_What is needed_: Starting at the line that contains "I'd really appreciate it if you could find the group" and ending at the line that contains "left=0, top=131, right=79, bottom=135", copy every line of the data below. Add 8 to each bounding-box coordinate in the answers and leave everything else unchanged.

_Exercise input_:
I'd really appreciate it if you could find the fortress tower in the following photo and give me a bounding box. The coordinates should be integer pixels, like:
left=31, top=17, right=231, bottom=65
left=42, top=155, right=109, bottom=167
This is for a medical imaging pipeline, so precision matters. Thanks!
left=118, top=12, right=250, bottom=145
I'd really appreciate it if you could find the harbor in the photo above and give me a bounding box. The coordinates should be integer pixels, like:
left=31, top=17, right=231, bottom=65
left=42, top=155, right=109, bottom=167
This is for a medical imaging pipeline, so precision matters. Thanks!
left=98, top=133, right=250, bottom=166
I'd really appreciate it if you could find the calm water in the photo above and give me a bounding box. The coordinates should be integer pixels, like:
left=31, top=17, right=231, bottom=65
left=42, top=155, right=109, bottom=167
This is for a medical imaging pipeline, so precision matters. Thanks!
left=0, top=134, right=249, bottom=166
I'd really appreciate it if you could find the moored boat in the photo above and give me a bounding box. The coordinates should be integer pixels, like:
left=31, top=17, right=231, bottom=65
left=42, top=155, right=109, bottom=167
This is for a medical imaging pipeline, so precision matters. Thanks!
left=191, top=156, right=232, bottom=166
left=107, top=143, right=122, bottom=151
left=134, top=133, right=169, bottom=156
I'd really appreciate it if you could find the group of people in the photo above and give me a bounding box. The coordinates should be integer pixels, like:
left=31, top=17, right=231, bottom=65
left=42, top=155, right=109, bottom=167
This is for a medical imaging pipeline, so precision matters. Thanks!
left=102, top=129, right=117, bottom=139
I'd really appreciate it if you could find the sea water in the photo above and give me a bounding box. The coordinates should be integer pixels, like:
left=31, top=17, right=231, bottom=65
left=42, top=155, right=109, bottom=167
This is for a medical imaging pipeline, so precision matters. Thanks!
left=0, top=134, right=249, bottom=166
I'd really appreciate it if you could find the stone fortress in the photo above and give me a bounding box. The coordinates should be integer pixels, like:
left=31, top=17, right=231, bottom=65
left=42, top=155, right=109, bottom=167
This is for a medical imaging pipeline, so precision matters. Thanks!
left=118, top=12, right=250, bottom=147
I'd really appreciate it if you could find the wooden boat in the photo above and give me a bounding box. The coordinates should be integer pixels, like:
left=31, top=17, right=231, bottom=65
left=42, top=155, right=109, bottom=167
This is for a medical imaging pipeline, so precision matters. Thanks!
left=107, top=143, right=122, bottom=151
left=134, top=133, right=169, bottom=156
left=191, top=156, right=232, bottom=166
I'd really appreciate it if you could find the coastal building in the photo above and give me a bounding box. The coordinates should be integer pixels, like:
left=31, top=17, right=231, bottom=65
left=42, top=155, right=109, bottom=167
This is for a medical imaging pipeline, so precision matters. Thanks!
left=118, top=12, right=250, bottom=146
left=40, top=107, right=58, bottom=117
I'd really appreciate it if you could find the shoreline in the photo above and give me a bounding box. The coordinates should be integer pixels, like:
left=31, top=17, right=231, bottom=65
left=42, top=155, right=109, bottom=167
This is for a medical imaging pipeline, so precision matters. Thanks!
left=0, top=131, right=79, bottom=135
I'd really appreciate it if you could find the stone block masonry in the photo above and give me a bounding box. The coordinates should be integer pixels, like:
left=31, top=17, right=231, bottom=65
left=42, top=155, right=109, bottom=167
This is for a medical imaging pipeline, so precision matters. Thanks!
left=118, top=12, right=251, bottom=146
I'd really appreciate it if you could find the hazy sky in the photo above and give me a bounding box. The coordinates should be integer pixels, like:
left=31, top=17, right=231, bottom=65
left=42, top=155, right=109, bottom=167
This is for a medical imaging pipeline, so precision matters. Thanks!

_Exercise result_:
I'd really appreciate it if you could find the group of people in the photo above and give me a bounding box. The coordinates should be integer pixels, like:
left=31, top=17, right=231, bottom=65
left=42, top=155, right=109, bottom=167
This is for a medical imaging pipeline, so precision matters. Thanks!
left=110, top=137, right=125, bottom=147
I'd really appreciate it if you could find the sea water in the photo above and give me a bounding box. The coordinates should be integer pixels, like:
left=31, top=17, right=231, bottom=65
left=42, top=155, right=109, bottom=167
This is for a medical imaging pipeline, so precision matters. Thanks!
left=8, top=142, right=257, bottom=174
I'd really appreciate it if you could find the stone fortress in the photo above and give me a bounding box. The coordinates should be integer pixels, like:
left=31, top=17, right=231, bottom=65
left=42, top=155, right=109, bottom=167
This is for a medical imaging pipeline, so precision matters. Thanks!
left=126, top=20, right=258, bottom=155
I'd really appreciate it if you could find the wooden boat in the photo above and give me a bounding box. The coordinates should be integer pixels, like:
left=31, top=17, right=231, bottom=65
left=42, top=155, right=109, bottom=167
This is for a medical imaging pipeline, so precision matters. Thanks!
left=115, top=151, right=130, bottom=159
left=142, top=141, right=177, bottom=164
left=199, top=164, right=240, bottom=174
I'd really appreciate it if you could find the coastal building in the photo above and give me a bounding box. The coordinates should be integer pixels, like:
left=31, top=17, right=231, bottom=65
left=42, top=155, right=109, bottom=167
This is for a medical imaging pipeline, so precision matters. Thanks!
left=126, top=20, right=258, bottom=154
left=48, top=115, right=66, bottom=125
I'd really appreciate it if you could find the shoreline in the photo above and give me a bounding box. The coordinates should be integer pixels, like:
left=31, top=17, right=231, bottom=65
left=42, top=155, right=109, bottom=167
This is for a medical imaging pipeline, so precision matters. Thanks!
left=8, top=139, right=87, bottom=143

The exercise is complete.